| What you are asked to do |
Copy each line in the data below that contains the word "logo".

| Records shown |
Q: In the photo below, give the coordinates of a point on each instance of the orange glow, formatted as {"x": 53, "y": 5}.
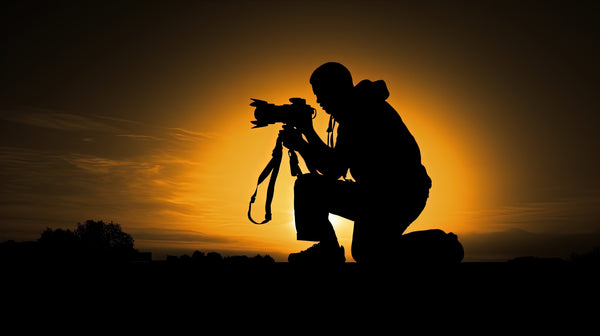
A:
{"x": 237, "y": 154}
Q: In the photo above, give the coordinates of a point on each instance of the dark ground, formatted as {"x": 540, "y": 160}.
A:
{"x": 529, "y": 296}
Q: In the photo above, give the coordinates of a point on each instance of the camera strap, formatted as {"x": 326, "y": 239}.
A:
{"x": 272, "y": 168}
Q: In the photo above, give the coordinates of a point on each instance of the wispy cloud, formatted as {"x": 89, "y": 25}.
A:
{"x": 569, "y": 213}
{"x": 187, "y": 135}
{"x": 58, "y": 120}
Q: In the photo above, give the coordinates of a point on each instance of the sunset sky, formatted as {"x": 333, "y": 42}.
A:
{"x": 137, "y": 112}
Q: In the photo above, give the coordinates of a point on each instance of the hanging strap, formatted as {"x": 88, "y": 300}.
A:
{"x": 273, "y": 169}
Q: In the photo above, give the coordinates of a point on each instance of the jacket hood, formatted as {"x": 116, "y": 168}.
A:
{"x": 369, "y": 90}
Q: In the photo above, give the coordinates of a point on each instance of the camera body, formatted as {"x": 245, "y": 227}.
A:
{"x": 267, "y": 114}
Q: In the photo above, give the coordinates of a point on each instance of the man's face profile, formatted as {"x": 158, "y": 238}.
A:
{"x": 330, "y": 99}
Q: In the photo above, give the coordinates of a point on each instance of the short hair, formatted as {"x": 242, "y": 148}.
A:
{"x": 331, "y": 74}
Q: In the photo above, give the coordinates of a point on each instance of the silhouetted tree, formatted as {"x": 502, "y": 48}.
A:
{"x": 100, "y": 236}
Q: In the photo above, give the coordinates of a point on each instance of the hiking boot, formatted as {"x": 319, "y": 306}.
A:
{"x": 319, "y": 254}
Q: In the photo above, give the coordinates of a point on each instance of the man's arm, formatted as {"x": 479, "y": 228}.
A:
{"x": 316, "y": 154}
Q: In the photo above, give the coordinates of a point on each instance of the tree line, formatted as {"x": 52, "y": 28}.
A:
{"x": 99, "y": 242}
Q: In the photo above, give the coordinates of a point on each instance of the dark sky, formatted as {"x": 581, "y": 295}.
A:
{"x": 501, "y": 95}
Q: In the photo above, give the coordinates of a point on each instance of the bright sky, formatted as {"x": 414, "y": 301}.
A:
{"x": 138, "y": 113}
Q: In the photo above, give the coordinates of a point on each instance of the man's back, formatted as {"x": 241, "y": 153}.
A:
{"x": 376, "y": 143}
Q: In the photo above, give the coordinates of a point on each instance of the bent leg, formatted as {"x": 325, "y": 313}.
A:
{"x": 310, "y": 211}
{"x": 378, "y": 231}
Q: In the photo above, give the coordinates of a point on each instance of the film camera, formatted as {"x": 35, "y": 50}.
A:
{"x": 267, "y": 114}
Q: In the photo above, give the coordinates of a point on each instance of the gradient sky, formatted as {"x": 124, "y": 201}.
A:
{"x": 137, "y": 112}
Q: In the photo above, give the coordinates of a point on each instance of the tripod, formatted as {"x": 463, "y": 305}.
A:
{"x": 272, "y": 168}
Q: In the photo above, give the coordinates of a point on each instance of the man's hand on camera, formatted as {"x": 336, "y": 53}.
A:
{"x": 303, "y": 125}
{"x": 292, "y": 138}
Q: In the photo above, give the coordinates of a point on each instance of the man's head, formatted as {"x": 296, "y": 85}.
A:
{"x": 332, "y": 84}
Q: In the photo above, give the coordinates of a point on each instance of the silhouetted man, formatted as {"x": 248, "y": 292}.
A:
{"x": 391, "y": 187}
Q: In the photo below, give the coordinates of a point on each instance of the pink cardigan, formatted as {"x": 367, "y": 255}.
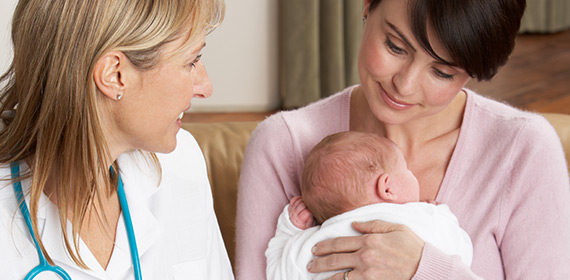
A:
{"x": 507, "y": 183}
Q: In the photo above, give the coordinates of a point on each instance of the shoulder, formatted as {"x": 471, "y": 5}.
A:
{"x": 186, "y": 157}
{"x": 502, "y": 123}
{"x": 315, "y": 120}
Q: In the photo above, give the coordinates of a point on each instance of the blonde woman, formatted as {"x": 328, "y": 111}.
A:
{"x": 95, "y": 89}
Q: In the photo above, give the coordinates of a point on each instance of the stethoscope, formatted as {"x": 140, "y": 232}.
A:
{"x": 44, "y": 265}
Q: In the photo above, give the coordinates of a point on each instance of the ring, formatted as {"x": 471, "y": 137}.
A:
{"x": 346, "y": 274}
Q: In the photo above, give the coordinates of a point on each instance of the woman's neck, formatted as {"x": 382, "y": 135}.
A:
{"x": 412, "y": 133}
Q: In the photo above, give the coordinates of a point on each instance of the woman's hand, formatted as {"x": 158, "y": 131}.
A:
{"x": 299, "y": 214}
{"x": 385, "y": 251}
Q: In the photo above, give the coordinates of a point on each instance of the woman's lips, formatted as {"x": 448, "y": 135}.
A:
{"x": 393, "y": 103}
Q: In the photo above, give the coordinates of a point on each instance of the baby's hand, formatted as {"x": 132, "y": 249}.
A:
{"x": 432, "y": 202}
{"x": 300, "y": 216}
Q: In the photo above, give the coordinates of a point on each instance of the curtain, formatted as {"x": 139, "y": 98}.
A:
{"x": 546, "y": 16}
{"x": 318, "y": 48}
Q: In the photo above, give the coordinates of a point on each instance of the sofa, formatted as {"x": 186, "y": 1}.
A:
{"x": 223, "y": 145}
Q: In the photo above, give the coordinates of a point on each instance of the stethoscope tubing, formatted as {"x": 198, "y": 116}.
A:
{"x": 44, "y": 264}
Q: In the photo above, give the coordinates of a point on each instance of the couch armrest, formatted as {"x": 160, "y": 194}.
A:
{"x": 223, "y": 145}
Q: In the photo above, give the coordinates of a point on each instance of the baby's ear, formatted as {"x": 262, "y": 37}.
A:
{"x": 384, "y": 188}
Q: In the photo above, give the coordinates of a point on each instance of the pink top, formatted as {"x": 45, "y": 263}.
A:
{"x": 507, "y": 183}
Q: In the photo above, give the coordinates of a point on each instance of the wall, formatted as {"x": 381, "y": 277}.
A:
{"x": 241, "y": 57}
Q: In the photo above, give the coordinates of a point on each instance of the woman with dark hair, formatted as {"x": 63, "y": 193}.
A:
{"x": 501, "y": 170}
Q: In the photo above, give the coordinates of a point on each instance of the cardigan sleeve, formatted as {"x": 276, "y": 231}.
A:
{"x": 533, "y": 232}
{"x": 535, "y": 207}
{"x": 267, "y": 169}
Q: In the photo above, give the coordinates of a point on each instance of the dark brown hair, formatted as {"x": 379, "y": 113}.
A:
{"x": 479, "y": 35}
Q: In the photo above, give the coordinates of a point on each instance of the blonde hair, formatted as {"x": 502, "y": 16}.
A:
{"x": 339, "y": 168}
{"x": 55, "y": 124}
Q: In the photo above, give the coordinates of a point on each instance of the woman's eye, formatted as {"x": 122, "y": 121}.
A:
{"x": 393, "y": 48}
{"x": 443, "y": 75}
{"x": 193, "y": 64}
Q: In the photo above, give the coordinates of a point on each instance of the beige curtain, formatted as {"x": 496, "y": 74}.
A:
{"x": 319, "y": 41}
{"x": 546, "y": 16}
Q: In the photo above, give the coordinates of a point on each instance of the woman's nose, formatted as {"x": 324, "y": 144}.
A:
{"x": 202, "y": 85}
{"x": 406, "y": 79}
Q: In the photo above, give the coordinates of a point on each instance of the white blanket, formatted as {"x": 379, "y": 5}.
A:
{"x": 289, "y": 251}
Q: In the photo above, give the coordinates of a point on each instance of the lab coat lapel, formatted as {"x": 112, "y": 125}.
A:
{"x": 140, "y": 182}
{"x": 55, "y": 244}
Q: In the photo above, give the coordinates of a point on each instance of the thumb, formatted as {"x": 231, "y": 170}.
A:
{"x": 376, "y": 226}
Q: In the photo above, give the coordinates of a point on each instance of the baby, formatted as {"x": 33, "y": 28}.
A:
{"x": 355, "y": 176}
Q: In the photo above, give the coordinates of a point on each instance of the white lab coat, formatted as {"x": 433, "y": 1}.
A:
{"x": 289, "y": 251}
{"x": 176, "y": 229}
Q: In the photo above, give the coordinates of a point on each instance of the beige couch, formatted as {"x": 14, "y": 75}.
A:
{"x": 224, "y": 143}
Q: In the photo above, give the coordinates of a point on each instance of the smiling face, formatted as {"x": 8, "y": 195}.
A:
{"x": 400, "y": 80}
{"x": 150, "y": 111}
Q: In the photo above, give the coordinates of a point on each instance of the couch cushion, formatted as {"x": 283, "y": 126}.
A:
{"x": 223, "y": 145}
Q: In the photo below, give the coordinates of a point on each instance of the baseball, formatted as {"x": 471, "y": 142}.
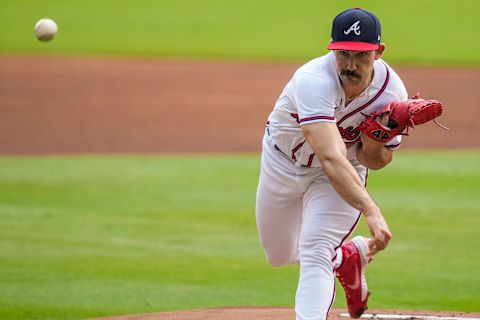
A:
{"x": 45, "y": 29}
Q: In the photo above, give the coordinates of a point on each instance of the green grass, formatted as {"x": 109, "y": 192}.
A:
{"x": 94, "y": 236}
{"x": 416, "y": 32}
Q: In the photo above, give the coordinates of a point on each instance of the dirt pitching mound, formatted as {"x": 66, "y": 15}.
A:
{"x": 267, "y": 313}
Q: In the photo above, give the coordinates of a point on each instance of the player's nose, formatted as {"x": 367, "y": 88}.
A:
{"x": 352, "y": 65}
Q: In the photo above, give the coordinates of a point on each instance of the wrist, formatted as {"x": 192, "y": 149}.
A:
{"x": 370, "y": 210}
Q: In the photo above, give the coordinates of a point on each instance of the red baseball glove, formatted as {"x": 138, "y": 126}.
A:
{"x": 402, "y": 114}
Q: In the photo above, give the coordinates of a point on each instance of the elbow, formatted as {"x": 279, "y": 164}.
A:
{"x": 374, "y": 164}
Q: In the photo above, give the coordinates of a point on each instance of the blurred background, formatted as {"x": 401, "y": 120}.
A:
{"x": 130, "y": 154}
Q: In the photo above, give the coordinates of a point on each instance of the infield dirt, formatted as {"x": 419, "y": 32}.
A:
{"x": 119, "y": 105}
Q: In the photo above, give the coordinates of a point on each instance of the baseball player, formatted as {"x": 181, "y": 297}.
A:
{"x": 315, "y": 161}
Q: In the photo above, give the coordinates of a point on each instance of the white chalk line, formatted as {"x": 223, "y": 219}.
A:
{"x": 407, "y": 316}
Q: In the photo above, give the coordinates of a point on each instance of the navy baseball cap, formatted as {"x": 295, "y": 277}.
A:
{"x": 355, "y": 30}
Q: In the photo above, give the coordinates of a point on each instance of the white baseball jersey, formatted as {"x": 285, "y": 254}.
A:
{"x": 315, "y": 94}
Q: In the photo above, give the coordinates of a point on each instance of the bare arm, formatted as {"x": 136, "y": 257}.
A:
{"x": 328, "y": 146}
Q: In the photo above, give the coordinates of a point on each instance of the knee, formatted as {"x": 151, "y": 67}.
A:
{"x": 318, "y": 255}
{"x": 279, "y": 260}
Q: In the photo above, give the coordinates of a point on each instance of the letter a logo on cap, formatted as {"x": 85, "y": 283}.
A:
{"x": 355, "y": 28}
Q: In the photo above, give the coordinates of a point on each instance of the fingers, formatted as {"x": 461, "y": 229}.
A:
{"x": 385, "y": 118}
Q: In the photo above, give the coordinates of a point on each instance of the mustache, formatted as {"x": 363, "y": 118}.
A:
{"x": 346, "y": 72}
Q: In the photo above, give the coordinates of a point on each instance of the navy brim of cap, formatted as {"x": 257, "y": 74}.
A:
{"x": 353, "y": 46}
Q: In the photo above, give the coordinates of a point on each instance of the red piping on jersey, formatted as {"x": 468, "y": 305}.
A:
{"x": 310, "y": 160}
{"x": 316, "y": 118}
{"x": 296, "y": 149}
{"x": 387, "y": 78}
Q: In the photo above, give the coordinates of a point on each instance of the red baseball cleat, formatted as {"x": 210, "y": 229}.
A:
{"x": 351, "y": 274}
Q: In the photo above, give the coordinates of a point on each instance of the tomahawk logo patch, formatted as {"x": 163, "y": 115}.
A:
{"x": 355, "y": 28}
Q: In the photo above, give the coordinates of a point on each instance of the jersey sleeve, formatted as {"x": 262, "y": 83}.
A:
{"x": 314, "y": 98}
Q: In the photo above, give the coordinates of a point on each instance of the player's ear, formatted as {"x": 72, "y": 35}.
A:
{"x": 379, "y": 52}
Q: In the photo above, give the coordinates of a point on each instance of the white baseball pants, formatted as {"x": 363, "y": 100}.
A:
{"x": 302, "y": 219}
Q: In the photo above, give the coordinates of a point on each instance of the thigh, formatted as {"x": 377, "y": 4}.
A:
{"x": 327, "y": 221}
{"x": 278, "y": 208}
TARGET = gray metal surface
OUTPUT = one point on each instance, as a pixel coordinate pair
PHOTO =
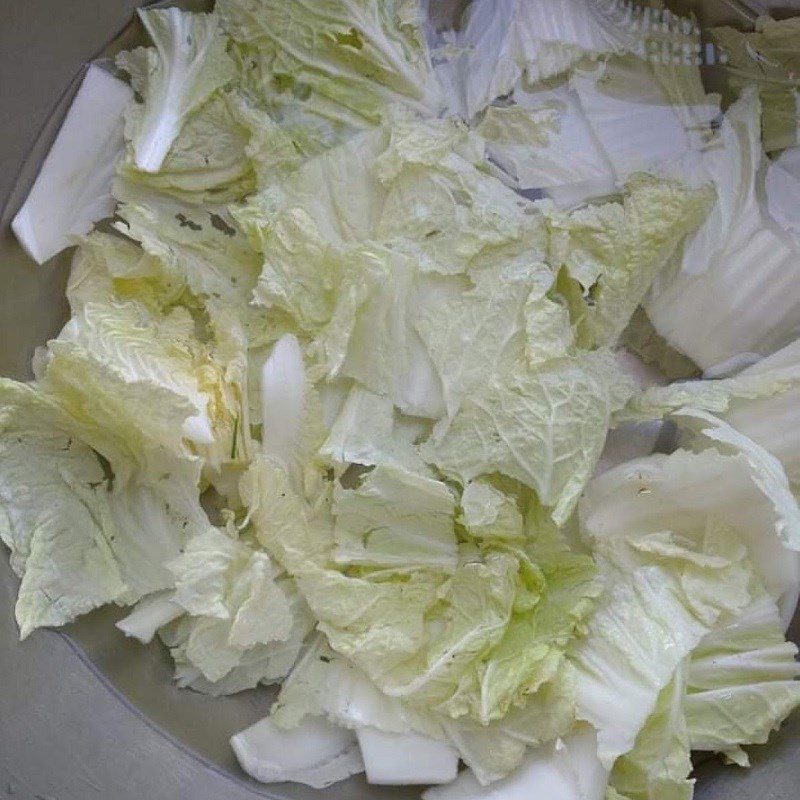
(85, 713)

| Exercise output |
Q: In the photo above, give the coordinates of a point on each instance of the letter a logo on cap, formatted as {"x": 85, "y": 283}.
Q: In the photo above, give the coordinates of a point on each instance of the tomahawk logo patch, formatted as {"x": 163, "y": 115}.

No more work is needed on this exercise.